** Start Text **

The application chosen is a standard in real-time systems literature:
the pump control system (PCS). For example, Burns and Lister used PCS as a case
study to discuss the TARDIS project (Timely and Reliable Distributed Systems).
Our goals for the project are as follows:
·
to create a model for a real-time system based on the functional
properties
·
to improve the model based on non-functional properties and to integrate
fault-tolerant means into it.
·
to implement the models using PythonDEVS for simulation
·
to observe the improvement in the dependability metrics of the system
introduced by fault-tolerance
Project team |
October 12, 2004 |
Project proposal |
October 20,
2004 |
Prototype 1 (non FT model) |
November 5,
2004 |
Final presentation in class |
December 3,
2004 |
Post presentation and
sources on website |
December 22,
2004 |
Systems are developed to
satisfy a set of requirements that meet a need. A requirement that is important
in some systems is that they be highly dependable. Fault tolerance is a means of achieving dependability. Fault-tolerant systems aim to continue
delivery of services despite the presence of hardware or software faults in the
system.
There are three levels at
which fault tolerance can be applied. Traditionally, fault tolerance has been
used to compensate for faults in computing resources (hardware). By managing
extra hardware resources, the computer subsystem increases its ability to
continue operation. Hardware fault
tolerance measures include redundant communications, replicated
processors, additional memory, and redundant power/energy supplies. Hardware
fault tolerance was particularly important in the early days of computing, when
the time between machine failures was measured in minutes [1].
A second level of fault
tolerance recognizes that a fault tolerant hardware platform does not, in
itself, guarantee high availability to the system user. It is still important
to structure the computer software to compensate for faults such as changes in
program or data structures due to transients or design errors. This is software fault tolerance.

** End Text **

*Tasks and exercises*.
1) Decide whether each statement agrees with the fault-tolerance project text, answering yes or no and quoting the deciding words. (a) Burns and Lister used the pump control system as a case study for the TARDIS project. (b) Hardware fault tolerance mattered most in recent computing, when machines rarely failed. (c) A fault tolerant hardware platform by itself guarantees high availability to the system user.
2) Write the next paragraph of the fault-tolerance project text, picking up after its final sentence.

** Start Data segment **

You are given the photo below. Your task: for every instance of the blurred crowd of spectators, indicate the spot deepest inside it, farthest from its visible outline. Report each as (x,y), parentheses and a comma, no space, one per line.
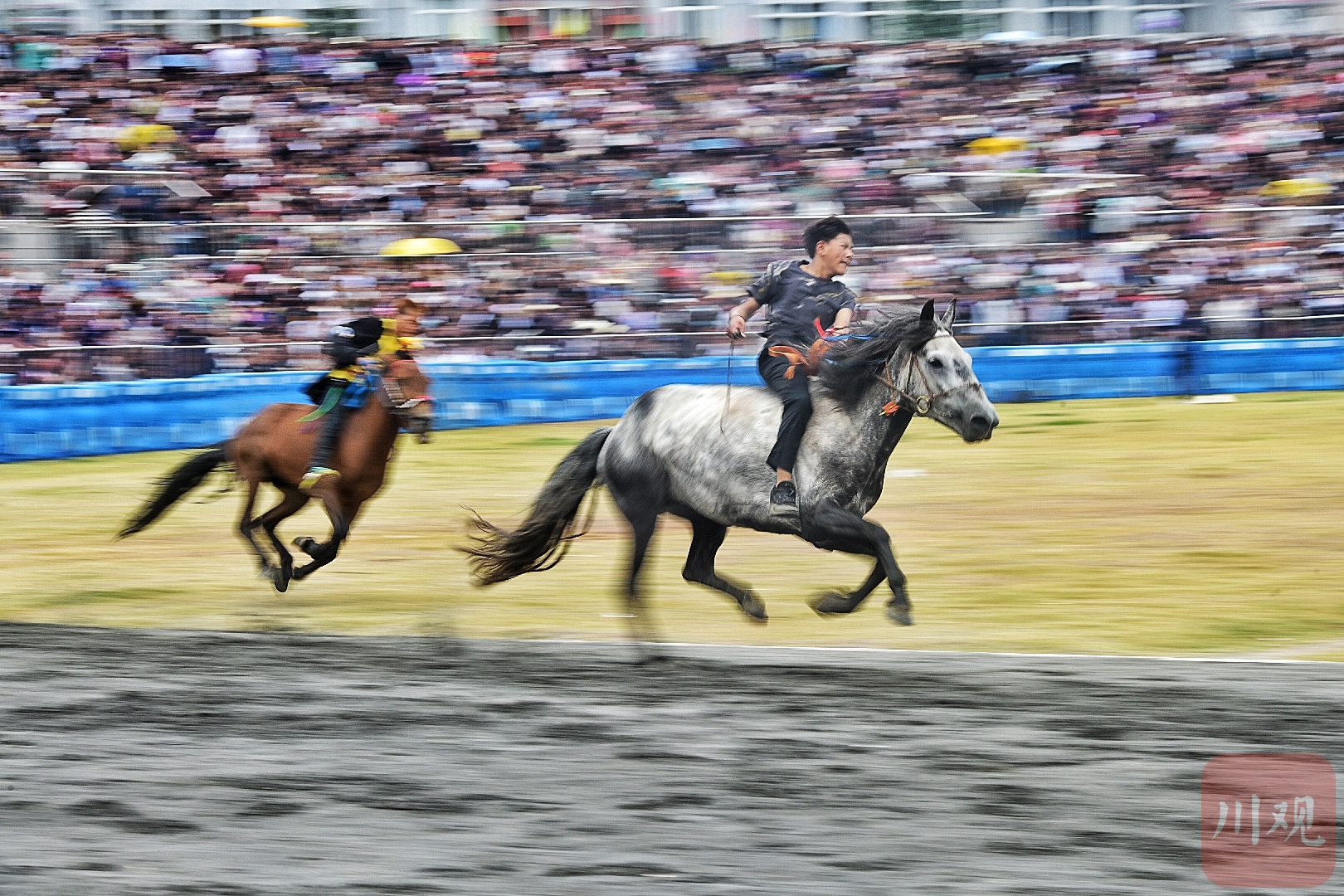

** End Data segment **

*Outputs for the tasks*.
1)
(a) Yes: "Burns and Lister used PCS as a case study to discuss the TARDIS project"
(b) No: "particularly important in the early days of computing, when the time between machine failures was measured in minutes"
(c) No: "a fault tolerant hardware platform does not, in itself, guarantee high availability to the system user"

2)
Mechanisms such as checkpoint/restart, recovery blocks and multiple-version
programs are often used at this level [1].
At a third level, the
computer subsystem may provide functions that compensate for failures in other
system facilities that are not computer-based. This is system fault tolerance. For example, software can detect and
compensate for failures in sensors. Measures at this level are usually
application-specific [1].
Error detection. This step involves identification of errors in the
system and uses forms of active redundancy for this purpose.
System
Recovery. Compensation, a form of system
recovery, involves the use of redundancy to mask an error by only selecting an
acceptable result based on some algorithm, thus making it possible to transform
to an error-free state. Modular redundancy along with majority voting is a
common technique to achieve compensation.
N-Modular Redundancy. This is a
scheme for forward error recovery. N redundant units (U1… Un) are
used, instead of one, and a voting scheme is used on their output. There are
many types of voters which can be used. More interestingly, the ones we use for
this implementation are the majority
voter, which given n results will output the one which reoccurs
the most, and the “maximum”
voter , which outputs the highest value from amongst the n
results received.
Figure 1.
NMR
redundancy and voting
The Timely and Reliable
Distributed Information Systems (TARDIS) project was initiated jointly by Prof.
Alan Burns of University of York (York) and A. M. Lister of University of
Queensland (Australia) in 1990. The TARDIS framework was targeted towards
avionics, process control, military, and safety critical applications. It was
developed with the intention of creating a framework which considered
non-functional requirements and implementation constraints from the early
stages of software development.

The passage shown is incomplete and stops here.